--- Assignment ---
Copy each line of the data beneath in which the word "above" appears.

--- Data for this task ---
^^^^

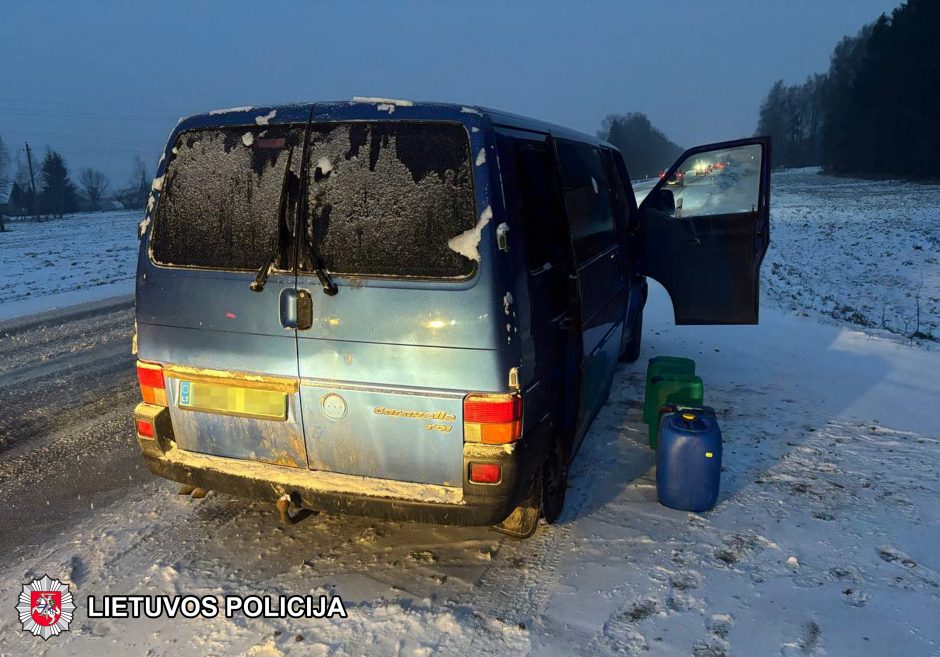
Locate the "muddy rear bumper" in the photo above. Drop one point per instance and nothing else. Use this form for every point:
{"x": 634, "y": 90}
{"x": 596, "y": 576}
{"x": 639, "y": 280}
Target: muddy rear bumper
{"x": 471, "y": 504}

^^^^

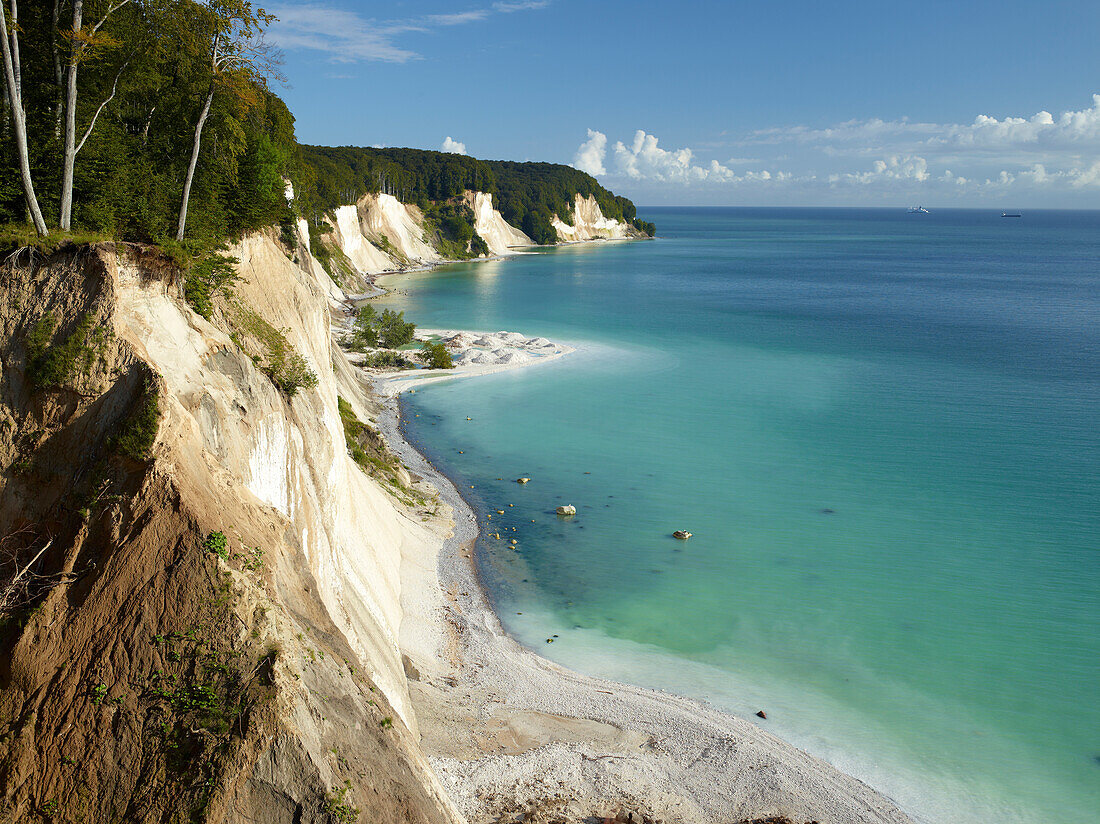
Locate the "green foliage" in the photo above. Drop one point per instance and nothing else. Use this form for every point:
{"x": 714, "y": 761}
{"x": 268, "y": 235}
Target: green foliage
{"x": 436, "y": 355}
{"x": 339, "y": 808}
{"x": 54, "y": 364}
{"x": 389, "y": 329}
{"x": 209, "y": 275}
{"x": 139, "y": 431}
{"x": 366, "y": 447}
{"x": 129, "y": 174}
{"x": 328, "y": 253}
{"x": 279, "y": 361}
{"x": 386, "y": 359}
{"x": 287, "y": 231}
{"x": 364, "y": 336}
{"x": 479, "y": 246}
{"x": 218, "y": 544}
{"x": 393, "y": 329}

^^^^

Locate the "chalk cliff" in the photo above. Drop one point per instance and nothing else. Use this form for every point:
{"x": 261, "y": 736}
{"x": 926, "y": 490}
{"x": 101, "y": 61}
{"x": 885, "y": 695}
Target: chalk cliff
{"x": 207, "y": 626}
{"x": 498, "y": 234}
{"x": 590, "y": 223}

^^^^

--- Answer to this exercise ---
Locate the "muddy rear bumper" in the photo above. Drop one point per instance and nothing else. Use this form for every point:
Locate the "green foliage" in the photo above. Drop one point per instance and nothing else. Use this form for every point:
Locate the "chalk cliff" in the photo above. Drop one point per instance and nothing else. Use this form for every point:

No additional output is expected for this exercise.